→ DIRECTIONS FOR THIS TASK
Render every line of the records below as a JSON list of strings, one string per line, skipping any blank lines.

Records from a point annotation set
┄┄┄┄┄┄
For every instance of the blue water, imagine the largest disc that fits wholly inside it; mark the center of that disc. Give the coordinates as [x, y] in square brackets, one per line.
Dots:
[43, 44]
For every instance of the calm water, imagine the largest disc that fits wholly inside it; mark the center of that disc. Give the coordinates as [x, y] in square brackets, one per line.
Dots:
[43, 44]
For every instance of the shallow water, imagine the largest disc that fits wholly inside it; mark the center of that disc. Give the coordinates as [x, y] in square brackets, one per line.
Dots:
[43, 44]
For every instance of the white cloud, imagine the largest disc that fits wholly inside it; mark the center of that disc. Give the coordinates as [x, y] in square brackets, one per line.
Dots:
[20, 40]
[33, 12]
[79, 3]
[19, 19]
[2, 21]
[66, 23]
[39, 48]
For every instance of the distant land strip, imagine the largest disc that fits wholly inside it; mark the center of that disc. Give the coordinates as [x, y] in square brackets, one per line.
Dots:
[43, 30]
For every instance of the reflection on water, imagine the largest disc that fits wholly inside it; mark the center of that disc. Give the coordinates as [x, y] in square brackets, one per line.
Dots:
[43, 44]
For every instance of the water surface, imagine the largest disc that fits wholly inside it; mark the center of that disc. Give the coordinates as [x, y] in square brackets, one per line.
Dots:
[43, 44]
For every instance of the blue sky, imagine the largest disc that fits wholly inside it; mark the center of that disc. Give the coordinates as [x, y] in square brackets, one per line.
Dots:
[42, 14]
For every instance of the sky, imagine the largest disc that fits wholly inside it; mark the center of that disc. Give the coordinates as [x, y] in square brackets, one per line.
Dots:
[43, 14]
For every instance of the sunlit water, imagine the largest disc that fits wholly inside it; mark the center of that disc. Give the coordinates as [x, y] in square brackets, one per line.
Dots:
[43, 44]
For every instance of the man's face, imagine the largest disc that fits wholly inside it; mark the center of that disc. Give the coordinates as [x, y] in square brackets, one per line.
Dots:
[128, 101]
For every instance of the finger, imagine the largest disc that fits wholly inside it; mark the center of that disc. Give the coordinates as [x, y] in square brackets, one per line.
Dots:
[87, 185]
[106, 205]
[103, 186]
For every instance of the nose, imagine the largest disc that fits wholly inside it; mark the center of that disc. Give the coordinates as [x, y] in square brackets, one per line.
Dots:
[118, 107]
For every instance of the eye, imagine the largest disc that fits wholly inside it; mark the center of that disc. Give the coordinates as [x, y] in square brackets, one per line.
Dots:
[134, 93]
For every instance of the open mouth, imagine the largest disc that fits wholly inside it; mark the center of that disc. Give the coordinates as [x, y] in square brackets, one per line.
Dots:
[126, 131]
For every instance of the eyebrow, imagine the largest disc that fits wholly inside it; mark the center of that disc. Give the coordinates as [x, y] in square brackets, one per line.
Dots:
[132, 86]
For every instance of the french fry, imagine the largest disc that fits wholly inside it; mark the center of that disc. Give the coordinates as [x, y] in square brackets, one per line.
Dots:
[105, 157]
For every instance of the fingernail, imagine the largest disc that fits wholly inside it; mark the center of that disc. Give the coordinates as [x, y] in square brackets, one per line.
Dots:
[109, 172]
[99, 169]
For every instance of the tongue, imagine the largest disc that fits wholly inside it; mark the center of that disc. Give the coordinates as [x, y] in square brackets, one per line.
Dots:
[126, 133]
┄┄┄┄┄┄
→ TASK RESULT
[
  "For every instance of the blue water, imagine the largest disc that fits wholly inside it; mark the center of that disc. Give the coordinates as [x, y] in square brackets, one per line.",
  "Dots:",
  "[43, 44]",
  "For every instance of the calm water, imagine the largest disc that fits wholly inside it; mark the center of that disc. Give the coordinates as [x, y] in square brackets, one per line.",
  "Dots:",
  "[43, 44]",
  "For every instance of the shallow water, imagine the largest disc that fits wholly inside it; mark the center of that disc. Give the coordinates as [x, y] in square brackets, one per line.",
  "Dots:",
  "[43, 44]",
  "For every instance of the white cloud, imagine the largest disc that fits wholly inside it; mark the center of that disc. Give the coordinates as [x, y] in square brackets, one per line.",
  "Dots:",
  "[20, 40]",
  "[33, 12]",
  "[79, 3]",
  "[19, 19]",
  "[2, 21]",
  "[66, 23]",
  "[39, 48]",
  "For every instance of the distant land strip, imagine the largest disc that fits wholly inside it; mark the center of that disc. Give the coordinates as [x, y] in square brackets, one per line.",
  "Dots:",
  "[43, 30]",
  "For every instance of the reflection on water, imagine the largest disc that fits wholly inside it; mark the center of that disc. Give the coordinates as [x, y] in square brackets, one per line.",
  "Dots:",
  "[43, 44]",
  "For every instance of the water surface, imagine the largest disc that fits wholly inside it; mark the center of that disc. Give the coordinates as [x, y] in square brackets, one per line.",
  "Dots:",
  "[43, 44]",
  "For every instance of the blue sky, imagine the largest disc that fits wholly inside it; mark the center of that disc. Give the coordinates as [x, y] in square brackets, one per line.",
  "Dots:",
  "[42, 14]",
  "For every instance of the sky, imagine the largest disc that fits wholly inside it; mark the center of that disc. Give the coordinates as [x, y] in square brackets, one per line.",
  "Dots:",
  "[43, 14]",
  "For every instance of the sunlit water, imagine the largest disc that fits wholly inside it; mark the center of that disc. Give the coordinates as [x, y] in square brackets, one per line.",
  "Dots:",
  "[43, 44]",
  "For every instance of the man's face, imagine the largest disc that fits wholly inside it; mark the center of that disc. Give the coordinates as [x, y] in square brackets, one per line.",
  "Dots:",
  "[128, 101]",
  "For every instance of the finger, imagine the largest disc that fits wholly inside it; mark the center of that disc. Give the coordinates as [x, y] in square brackets, one per line.",
  "Dots:",
  "[87, 185]",
  "[106, 205]",
  "[103, 186]",
  "For every instance of the nose, imagine the largest disc that fits wholly inside it; mark the center of that disc. Give the coordinates as [x, y] in square brackets, one per line.",
  "Dots:",
  "[118, 107]",
  "For every instance of the eye, imagine the largest disc that fits wholly inside it; mark the center of that disc. Give the coordinates as [x, y] in square brackets, one per line.",
  "Dots:",
  "[134, 93]",
  "For every instance of the open mouth, imagine the largest disc that fits wholly inside it; mark the center of that disc. Give the coordinates as [x, y] in square brackets, one per line.",
  "Dots:",
  "[126, 131]",
  "For every instance of the eyebrow, imagine the largest disc that fits wholly inside it; mark the center of that disc. Give the coordinates as [x, y] in square brackets, one per line.",
  "Dots:",
  "[132, 86]",
  "For every instance of the french fry, imagine the largest disc that fits wholly inside it; mark the center of that disc. Give the coordinates as [x, y] in square brackets, one per line.",
  "Dots:",
  "[105, 157]",
  "For every instance of the fingernail, imagine the largest disc that fits wholly inside it; mark the center of that disc. Give the coordinates as [x, y] in square brackets, one per line.",
  "Dots:",
  "[109, 172]",
  "[99, 169]",
  "For every instance of the tongue, imagine the largest disc that fits wholly inside it; mark the center of that disc. Give the coordinates as [x, y] in square brackets, one per line.",
  "Dots:",
  "[126, 133]"
]